WHAT TO PRODUCE:
Convert every line of the items below into a numbered list, omitting blank lines. Keep the pictures out of the result.

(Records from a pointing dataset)
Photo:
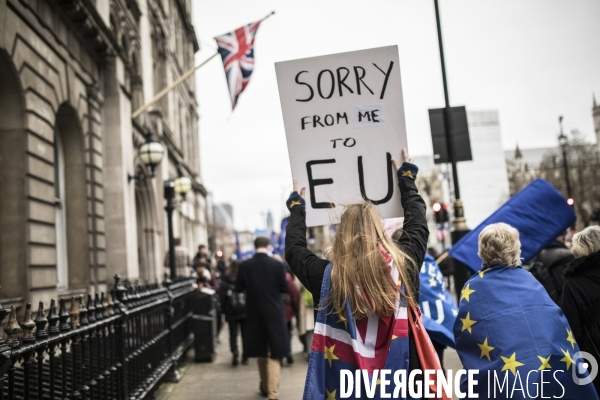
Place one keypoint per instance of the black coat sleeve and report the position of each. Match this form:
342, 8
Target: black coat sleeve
240, 283
415, 231
283, 284
573, 305
306, 265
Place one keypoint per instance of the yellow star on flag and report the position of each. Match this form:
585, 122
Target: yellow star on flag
545, 363
466, 292
485, 349
467, 323
567, 358
331, 395
409, 174
329, 356
511, 363
570, 338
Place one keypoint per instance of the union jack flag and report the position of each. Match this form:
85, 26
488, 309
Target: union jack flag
237, 52
368, 344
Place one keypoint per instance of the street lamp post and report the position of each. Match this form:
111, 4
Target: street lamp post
181, 185
151, 154
563, 141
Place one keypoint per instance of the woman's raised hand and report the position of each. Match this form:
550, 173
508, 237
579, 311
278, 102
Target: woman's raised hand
405, 158
295, 189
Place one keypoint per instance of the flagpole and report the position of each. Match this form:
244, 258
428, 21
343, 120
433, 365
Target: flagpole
166, 90
183, 77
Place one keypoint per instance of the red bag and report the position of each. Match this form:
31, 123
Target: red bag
427, 355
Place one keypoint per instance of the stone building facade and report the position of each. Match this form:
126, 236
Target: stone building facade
72, 72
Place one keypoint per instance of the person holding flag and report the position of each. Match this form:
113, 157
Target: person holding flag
439, 308
366, 294
509, 329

COMPLETE ANSWER:
1. Photo:
2. Place one keypoint per instance of the black coat sleeve and report the position of each. Match this form:
3. 342, 8
4. Target: black coat sleeve
5. 240, 283
6. 415, 231
7. 283, 284
8. 573, 305
9. 306, 265
10. Place one keypoint per instance of the yellow star on flag and report the position of each. Match this form:
11. 585, 122
12. Target: yellow star on flag
13. 545, 363
14. 466, 292
15. 485, 349
16. 467, 323
17. 567, 358
18. 331, 395
19. 409, 174
20. 329, 356
21. 511, 363
22. 570, 338
23. Place one keypoint per instance of the union jack flag and report the position of each. Match this form:
24. 85, 26
25. 488, 309
26. Target: union jack flag
27. 237, 52
28. 368, 344
29. Place one keypoint per instance of the street lamp post and report the position of each. Match this form:
30. 111, 4
31. Target: street lamp post
32. 181, 185
33. 151, 154
34. 563, 141
35. Place one keypoint per instance of the woman's raised hand and report the position of each. Match this form:
36. 550, 173
37. 508, 237
38. 579, 311
39. 278, 102
40. Target: woman's raised hand
41. 405, 158
42. 295, 189
43. Place one keypoint per instance of the flagpole and report the position of each. Match this form:
44. 244, 258
45. 428, 21
46. 343, 120
47. 433, 365
48. Target: flagpole
49. 166, 90
50. 183, 77
51. Place one keypoint per instance of the red bag and report the position of each. Match this form:
52. 31, 123
53. Target: red bag
54. 427, 355
55. Place one keypoint per instance of the stone building facade and report the position of each. Match this form:
56. 126, 236
57. Target: stone building facade
58. 72, 72
59. Place one keypoint per instance of the person holding flag and report the position of each. Match this form:
60. 113, 157
61. Target: person holding flag
62. 439, 308
63. 366, 294
64. 509, 329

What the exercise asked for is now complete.